● **RECORDS PROVIDED**:
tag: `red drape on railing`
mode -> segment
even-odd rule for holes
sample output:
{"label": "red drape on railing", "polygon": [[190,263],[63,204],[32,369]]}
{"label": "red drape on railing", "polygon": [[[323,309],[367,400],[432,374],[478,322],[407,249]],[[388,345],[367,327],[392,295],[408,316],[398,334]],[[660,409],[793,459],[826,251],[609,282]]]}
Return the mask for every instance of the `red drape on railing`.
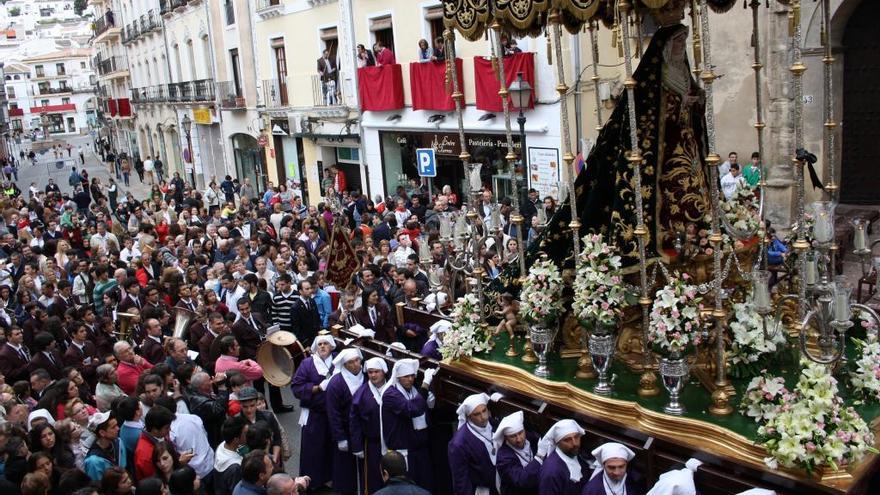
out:
{"label": "red drape on railing", "polygon": [[119,113],[119,107],[116,105],[116,100],[113,98],[107,100],[107,110],[110,111],[111,117],[116,117],[116,114]]}
{"label": "red drape on railing", "polygon": [[[461,88],[462,61],[455,59],[455,71],[458,73]],[[455,110],[452,101],[452,81],[446,87],[445,62],[411,62],[409,64],[409,88],[412,93],[413,110]],[[462,88],[462,92],[463,88]]]}
{"label": "red drape on railing", "polygon": [[116,100],[116,106],[119,108],[120,117],[131,117],[131,102],[128,98]]}
{"label": "red drape on railing", "polygon": [[373,112],[403,108],[403,73],[400,64],[358,69],[361,108]]}
{"label": "red drape on railing", "polygon": [[[532,86],[532,96],[529,99],[529,108],[535,107],[535,54],[523,52],[504,57],[504,77],[507,87],[516,80],[517,73],[523,73],[525,79]],[[501,97],[498,90],[501,84],[495,77],[492,61],[483,57],[474,57],[474,89],[477,93],[477,108],[487,112],[501,112]],[[509,97],[508,97],[509,98]],[[513,107],[511,106],[511,109]]]}

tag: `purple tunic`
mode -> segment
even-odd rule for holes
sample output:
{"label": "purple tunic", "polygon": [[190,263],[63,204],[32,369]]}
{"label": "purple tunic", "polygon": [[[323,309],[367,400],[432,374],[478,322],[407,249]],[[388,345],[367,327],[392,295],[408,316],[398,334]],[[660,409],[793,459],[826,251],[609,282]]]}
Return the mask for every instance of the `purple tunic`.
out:
{"label": "purple tunic", "polygon": [[422,389],[412,399],[407,399],[389,386],[382,394],[382,428],[388,450],[407,451],[407,470],[417,485],[434,491],[434,475],[431,456],[428,453],[428,429],[416,430],[412,419],[428,410]]}
{"label": "purple tunic", "polygon": [[[624,485],[626,485],[626,495],[645,495],[644,488],[640,487],[635,481],[633,481],[632,476],[626,477]],[[593,479],[587,482],[581,495],[605,495],[605,485],[602,483],[601,473],[597,474]]]}
{"label": "purple tunic", "polygon": [[299,399],[303,408],[309,409],[309,420],[302,427],[300,444],[299,474],[310,476],[311,486],[319,487],[331,479],[333,451],[336,450],[330,439],[330,426],[327,421],[327,397],[323,391],[313,393],[312,387],[324,381],[318,373],[313,357],[305,359],[296,374],[290,388]]}
{"label": "purple tunic", "polygon": [[[351,415],[351,392],[342,374],[333,375],[327,385],[327,419],[330,422],[330,438],[333,440],[333,491],[342,495],[358,492],[357,462],[351,449],[349,417]],[[348,452],[339,450],[339,442],[348,442]]]}
{"label": "purple tunic", "polygon": [[[580,462],[580,459],[579,459]],[[568,466],[559,458],[556,449],[544,460],[541,477],[538,482],[538,495],[580,495],[592,472],[581,462],[583,476],[577,483],[569,479]]]}
{"label": "purple tunic", "polygon": [[379,439],[379,403],[373,397],[369,381],[364,381],[351,399],[351,452],[363,452],[364,459],[358,462],[361,479],[367,493],[379,491],[385,484],[382,481],[382,443]]}
{"label": "purple tunic", "polygon": [[471,494],[478,486],[486,487],[495,495],[495,466],[486,450],[486,445],[462,425],[448,449],[449,470],[452,472],[453,493]]}
{"label": "purple tunic", "polygon": [[[532,449],[532,455],[534,453]],[[495,466],[501,477],[501,493],[504,495],[531,495],[538,489],[541,463],[533,458],[523,467],[510,445],[505,443],[498,449]]]}
{"label": "purple tunic", "polygon": [[437,361],[443,359],[443,355],[440,354],[440,344],[436,340],[425,342],[425,345],[422,346],[421,354],[422,356],[436,359]]}

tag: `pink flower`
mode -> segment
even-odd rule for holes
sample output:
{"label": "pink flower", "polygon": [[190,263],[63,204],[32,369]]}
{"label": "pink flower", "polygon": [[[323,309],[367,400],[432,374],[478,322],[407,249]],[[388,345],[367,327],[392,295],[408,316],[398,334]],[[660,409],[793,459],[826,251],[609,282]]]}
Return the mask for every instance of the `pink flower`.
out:
{"label": "pink flower", "polygon": [[691,276],[688,275],[687,273],[682,273],[681,278],[683,278],[684,280],[689,280],[691,278]]}
{"label": "pink flower", "polygon": [[813,452],[814,450],[816,450],[816,444],[813,442],[807,442],[807,444],[804,447],[807,448],[808,452]]}
{"label": "pink flower", "polygon": [[607,302],[603,302],[603,303],[602,303],[602,309],[603,309],[604,311],[608,311],[608,308],[610,308],[610,307],[611,307],[611,306],[610,306]]}

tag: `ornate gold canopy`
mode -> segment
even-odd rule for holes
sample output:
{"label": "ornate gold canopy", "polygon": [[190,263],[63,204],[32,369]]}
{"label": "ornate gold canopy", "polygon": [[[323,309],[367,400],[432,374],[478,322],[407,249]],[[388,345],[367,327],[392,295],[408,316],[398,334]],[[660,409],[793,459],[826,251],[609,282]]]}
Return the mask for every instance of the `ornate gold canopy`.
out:
{"label": "ornate gold canopy", "polygon": [[[535,36],[544,31],[551,10],[557,10],[565,28],[578,32],[585,24],[602,21],[614,23],[619,0],[443,0],[443,17],[466,39],[475,41],[483,36],[492,22],[514,36]],[[638,9],[661,11],[683,8],[686,0],[628,0]],[[730,10],[737,0],[709,0],[716,12]]]}

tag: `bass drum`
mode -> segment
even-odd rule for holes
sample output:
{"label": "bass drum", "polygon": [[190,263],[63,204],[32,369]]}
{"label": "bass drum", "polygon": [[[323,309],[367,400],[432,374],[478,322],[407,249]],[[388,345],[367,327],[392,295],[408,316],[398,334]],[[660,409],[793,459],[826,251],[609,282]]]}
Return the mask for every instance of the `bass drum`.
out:
{"label": "bass drum", "polygon": [[305,358],[302,344],[284,330],[272,333],[257,348],[257,363],[263,368],[263,378],[276,387],[289,385],[296,368]]}

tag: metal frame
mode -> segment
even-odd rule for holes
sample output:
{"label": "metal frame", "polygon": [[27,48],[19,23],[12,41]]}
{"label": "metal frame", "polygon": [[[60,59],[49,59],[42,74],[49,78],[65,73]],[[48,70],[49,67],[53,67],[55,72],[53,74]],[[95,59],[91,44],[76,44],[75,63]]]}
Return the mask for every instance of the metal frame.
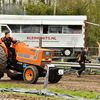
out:
{"label": "metal frame", "polygon": [[[0,27],[1,27],[1,26],[6,26],[7,29],[10,31],[10,36],[12,36],[12,30],[10,29],[10,27],[9,27],[8,25],[0,25]],[[1,30],[2,30],[2,28],[1,28]]]}
{"label": "metal frame", "polygon": [[[75,62],[52,62],[52,64],[56,65],[56,66],[62,66],[62,67],[80,67],[79,63],[75,63]],[[86,68],[95,68],[95,69],[99,69],[100,68],[100,64],[94,64],[94,63],[85,63]]]}

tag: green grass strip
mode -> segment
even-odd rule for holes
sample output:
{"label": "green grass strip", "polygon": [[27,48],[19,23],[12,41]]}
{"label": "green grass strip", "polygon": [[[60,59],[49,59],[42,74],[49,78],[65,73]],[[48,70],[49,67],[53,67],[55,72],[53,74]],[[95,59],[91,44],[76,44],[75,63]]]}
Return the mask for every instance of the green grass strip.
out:
{"label": "green grass strip", "polygon": [[[0,88],[22,88],[22,89],[37,89],[37,90],[44,90],[44,88],[40,87],[34,87],[34,88],[29,88],[29,87],[21,87],[18,85],[11,85],[11,84],[1,84],[0,83]],[[96,95],[100,95],[100,93],[96,92],[84,92],[84,91],[70,91],[70,90],[61,90],[61,89],[55,89],[55,88],[48,88],[48,91],[60,93],[60,94],[69,94],[72,96],[77,96],[77,97],[82,97],[86,99],[97,99]],[[26,95],[26,94],[25,94]],[[100,98],[99,98],[100,100]]]}

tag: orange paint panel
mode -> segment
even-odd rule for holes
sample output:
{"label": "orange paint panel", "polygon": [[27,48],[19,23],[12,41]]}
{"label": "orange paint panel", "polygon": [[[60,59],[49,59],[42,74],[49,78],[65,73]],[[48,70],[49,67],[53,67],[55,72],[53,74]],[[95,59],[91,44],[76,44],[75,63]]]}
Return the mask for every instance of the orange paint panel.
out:
{"label": "orange paint panel", "polygon": [[[51,52],[52,50],[28,47],[27,45],[25,45],[23,43],[18,43],[16,45],[16,55],[17,55],[16,59],[20,62],[43,66],[43,65],[41,65],[42,58],[43,58],[43,56],[42,56],[43,51]],[[52,55],[53,55],[53,51],[52,51]],[[46,58],[51,58],[51,60],[52,60],[52,55],[51,55],[51,57],[46,57]],[[45,62],[48,62],[48,60],[45,60]],[[50,63],[51,63],[51,61],[50,61]]]}

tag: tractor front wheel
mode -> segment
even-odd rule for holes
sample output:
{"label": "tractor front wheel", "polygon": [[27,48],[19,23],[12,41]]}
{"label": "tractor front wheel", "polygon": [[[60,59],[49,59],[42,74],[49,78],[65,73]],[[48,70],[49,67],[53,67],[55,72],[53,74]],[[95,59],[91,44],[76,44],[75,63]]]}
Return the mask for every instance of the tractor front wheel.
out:
{"label": "tractor front wheel", "polygon": [[35,66],[27,66],[23,72],[23,79],[26,83],[36,83],[39,77],[38,69]]}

● **AIM OF THE EXERCISE**:
Filter the listing by the string "mask"; copy each matching line.

● **RESPONSE TO THIS EXERCISE**:
Return the mask for every instance of the `red drape on railing`.
Return the mask for every instance of the `purple tunic`.
Return the mask for every instance of the `pink flower`.
Return the mask for every instance of the `ornate gold canopy`.
Return the mask for every instance of the `bass drum`.
Return the mask for every instance of the metal frame.
Return the mask for every instance of the green grass strip.
Return the mask for every instance of the orange paint panel.
Return the mask for every instance of the tractor front wheel.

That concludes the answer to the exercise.